- [Study text]:
======
April 16, 2003, is another day she’ll never forget. Dr. Toby Meltzer of Scottsdale, Ariz., is known across the globe as the man with the steady hand. A mere six hours on the operating table and Jamie was finally the woman she’d always wanted to be. For a cool $16,000, the good doctor had worked his magic, so that what’s left looks pretty good and works. She says she can even have vaginal orgasms. “Dr. Meltzer is known for that, and that’s one of the reasons I wanted to go to him. That’s why he’s so expensive,” she said.

Now she exercises four times a week, drinks an insane amount of water, washes her hair only twice a week, avoids the sun like the plague, always wears heels and plucks her full, caterpillarlike eyebrows twice weekly, but warns “don’t overpluck!” But she says men seem most attracted to her inner self-confidence. She says that her surgery, which with tweaking and touch-ups has cost her roughly $50,000, has gone a long way toward getting her to the place she’s in now.

“I love who I am,” she said, adding that she gets hit on or asked out about five times a week.

Professionally, she’s branching out into special-effects makeup: She recently worked on a team that created the blood and guts for indie flick Cottonmouth. In part, she says she has this fair city to thank.

“Transitioning in New York is like paradise,” she said. “Yes, you deal with bullshit. You deal with people making comments”—that’s called getting “spooked”—“but I can’t imagine living anywhere else going through what I went through. Because I’d say for every person that would make a nasty comment, there are 10 people that will tell you that you’re gorgeous and that they love you and that you’re fierce.”

Dating can be risky. She’s heard the horror stories, like the story about the transsexual who went back to a hotel room with a guy she met at a club and she didn’t tell him and was like, “Oh, I thought he knew,” and he pulled a gun on her.

Jamie always tells guys on the first date. “I was not born a woman,” is the line she’s settled on.

She’s noticed a funny thing since making her transformation. Because of her looks—she calls herself a “top-shelf” transsexual—she gets hit on by all sorts, not just tranny-chasers.

She has a type—she likes confident, sexy, creative guys. But she’s found that these men, more so even than the men she dated pre-op, are frequently unable to live up to the swaggering open-mindedness they claim to possess.
======
(Natural-language object grounding data)

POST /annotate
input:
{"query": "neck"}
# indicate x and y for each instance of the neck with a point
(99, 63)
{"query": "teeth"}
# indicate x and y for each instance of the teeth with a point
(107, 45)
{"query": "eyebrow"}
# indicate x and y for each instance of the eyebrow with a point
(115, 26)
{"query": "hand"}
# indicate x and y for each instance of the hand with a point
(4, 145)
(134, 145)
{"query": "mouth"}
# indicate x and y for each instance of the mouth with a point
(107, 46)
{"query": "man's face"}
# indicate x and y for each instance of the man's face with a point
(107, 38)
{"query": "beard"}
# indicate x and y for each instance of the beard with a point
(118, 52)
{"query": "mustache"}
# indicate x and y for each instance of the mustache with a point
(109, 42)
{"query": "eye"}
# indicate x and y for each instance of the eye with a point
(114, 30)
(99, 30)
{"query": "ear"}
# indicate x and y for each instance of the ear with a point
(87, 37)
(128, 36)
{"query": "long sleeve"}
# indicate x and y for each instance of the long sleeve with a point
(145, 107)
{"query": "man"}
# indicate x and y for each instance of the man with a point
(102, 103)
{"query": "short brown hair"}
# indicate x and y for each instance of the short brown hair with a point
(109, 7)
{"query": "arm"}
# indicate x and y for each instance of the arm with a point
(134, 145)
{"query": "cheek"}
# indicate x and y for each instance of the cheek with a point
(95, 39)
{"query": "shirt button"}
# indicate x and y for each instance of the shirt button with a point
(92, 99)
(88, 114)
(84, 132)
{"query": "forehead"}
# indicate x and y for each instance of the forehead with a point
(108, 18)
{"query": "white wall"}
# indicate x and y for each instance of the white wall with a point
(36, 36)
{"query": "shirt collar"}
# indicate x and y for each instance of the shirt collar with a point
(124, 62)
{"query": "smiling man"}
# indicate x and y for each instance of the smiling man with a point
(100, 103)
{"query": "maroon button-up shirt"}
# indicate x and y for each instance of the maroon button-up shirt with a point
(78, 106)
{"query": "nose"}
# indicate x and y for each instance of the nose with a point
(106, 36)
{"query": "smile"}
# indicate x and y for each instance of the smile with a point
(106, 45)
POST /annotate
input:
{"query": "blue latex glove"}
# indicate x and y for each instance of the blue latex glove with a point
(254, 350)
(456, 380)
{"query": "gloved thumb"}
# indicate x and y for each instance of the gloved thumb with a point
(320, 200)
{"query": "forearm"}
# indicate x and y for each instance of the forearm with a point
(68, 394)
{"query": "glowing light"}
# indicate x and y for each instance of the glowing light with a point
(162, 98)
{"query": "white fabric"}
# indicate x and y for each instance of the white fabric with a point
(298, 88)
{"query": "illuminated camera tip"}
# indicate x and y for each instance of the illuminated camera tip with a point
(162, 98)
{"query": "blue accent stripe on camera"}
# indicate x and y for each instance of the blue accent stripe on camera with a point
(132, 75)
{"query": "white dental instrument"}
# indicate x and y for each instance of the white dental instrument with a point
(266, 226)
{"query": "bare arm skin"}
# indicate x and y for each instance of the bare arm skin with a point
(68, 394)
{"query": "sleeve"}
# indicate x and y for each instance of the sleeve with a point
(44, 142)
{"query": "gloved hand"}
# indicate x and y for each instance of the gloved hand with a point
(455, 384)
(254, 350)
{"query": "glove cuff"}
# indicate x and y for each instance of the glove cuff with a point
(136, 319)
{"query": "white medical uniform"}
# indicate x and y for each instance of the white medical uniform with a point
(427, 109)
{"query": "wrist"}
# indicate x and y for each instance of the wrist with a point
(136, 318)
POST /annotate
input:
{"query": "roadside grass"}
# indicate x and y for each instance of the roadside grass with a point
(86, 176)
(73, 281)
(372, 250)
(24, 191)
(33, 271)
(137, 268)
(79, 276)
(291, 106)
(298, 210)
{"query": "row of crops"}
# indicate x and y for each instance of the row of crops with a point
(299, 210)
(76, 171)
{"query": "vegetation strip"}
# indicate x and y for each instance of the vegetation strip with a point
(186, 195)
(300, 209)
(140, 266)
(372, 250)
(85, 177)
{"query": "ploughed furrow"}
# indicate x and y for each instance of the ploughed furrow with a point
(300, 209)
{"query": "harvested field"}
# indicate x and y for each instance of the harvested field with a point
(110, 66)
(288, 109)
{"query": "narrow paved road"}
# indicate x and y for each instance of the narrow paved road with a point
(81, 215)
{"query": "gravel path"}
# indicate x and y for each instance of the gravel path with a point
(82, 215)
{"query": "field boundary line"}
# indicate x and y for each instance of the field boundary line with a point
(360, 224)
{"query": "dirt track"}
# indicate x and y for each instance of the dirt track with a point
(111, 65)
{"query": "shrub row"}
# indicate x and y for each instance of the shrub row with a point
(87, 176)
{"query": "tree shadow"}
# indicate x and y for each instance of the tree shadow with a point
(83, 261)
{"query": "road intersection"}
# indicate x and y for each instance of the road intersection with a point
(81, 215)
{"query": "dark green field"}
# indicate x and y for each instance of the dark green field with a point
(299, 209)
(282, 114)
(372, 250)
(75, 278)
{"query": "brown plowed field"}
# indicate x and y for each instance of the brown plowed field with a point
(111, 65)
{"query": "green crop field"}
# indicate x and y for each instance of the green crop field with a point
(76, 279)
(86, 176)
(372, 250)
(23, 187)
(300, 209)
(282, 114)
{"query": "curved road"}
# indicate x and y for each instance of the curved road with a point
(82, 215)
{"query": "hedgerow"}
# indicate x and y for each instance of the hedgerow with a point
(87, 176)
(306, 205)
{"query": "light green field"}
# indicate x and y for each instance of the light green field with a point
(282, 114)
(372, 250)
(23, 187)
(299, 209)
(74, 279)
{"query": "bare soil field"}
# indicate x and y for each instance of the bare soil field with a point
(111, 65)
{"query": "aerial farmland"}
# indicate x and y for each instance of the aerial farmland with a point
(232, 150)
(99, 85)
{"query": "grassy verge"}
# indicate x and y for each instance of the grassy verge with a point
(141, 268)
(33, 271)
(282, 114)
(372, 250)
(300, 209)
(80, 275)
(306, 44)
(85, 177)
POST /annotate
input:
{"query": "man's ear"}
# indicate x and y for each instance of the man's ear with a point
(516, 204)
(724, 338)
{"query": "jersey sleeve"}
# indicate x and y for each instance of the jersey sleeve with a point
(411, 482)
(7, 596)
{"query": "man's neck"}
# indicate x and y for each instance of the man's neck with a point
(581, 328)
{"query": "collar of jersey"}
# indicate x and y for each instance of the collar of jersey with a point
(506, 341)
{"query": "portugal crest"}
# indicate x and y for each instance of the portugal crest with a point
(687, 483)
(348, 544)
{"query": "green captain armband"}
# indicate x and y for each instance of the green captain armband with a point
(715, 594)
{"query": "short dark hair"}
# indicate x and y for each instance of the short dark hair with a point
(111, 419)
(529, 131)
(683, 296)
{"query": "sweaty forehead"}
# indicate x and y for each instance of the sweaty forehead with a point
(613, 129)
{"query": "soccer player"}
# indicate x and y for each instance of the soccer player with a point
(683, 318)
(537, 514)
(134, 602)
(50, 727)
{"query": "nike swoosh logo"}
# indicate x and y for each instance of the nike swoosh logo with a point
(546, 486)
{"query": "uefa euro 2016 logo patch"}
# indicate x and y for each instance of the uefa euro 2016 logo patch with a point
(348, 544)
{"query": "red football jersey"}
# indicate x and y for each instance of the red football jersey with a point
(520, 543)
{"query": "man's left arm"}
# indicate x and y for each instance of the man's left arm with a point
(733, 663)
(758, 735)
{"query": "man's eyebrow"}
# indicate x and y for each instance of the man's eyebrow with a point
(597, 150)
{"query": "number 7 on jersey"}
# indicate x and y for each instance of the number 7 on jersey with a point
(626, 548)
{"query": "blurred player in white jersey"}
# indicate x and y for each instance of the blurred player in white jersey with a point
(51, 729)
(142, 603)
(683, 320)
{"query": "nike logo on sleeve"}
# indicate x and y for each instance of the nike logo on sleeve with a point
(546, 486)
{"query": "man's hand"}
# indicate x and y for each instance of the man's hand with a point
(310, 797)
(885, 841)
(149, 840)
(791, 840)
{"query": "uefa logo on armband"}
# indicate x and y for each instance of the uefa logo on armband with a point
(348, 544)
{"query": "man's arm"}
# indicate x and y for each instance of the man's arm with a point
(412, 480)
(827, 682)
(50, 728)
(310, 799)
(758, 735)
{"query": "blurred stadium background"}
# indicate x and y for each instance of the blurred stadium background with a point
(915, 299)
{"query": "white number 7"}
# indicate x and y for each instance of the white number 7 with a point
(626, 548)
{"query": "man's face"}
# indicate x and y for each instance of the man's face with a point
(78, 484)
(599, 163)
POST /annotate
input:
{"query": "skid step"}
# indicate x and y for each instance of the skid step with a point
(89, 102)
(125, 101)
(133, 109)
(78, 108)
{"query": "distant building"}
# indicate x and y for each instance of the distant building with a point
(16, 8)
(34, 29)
======
- [Task 1]:
Answer these questions about the Jamie profile:
(a) Which doctor performed Jamie's surgery, and where is he based?
(b) About how often does Jamie say she gets hit on or asked out?
(c) What line does Jamie use to tell men on a first date?
- [Task 2]:
Proceed with the Jamie profile from the point where it stops.
The rows come from a separate source unrelated to the Jamie profile.

- [Exercise result 1]:
(a) Dr. Toby Meltzer of Scottsdale, Ariz.
(b) About five times a week.
(c) "I was not born a woman."

- [Exercise result 2]:
“If I have a connection with someone, I’d like to think that they’d be able to respect that connection enough and respect themselves enough to not care about my past—that they would want to see what happens between us,” she said. “But I have had plenty of instances where guys don’t even give it a chance, or maybe they do give it a bit of a chance, and then they sort of drop off the face of the earth because it freaks them out.”

She counts her nine-month fling with my friend Ryan as her most meaningful post-op relationship.

“We had chemistry right away. She was mysterious,” Ryan said. “Then a friend of a friend hipped me to what her situation was. And I thought, well, she was so hot that it didn’t deter me in the least. It excited me, it intrigued me. Mostly I thought, ‘Wow, I respect this person.’ Usually when you’re attracted to a girl, you don’t necessarily respect her. But when I found out that she had done that and gone through it, and looks amazing, I immediately thought, ‘Wow, this sounds like someone who’s really fucking cool and worth knowing, in addition to being really hot.’”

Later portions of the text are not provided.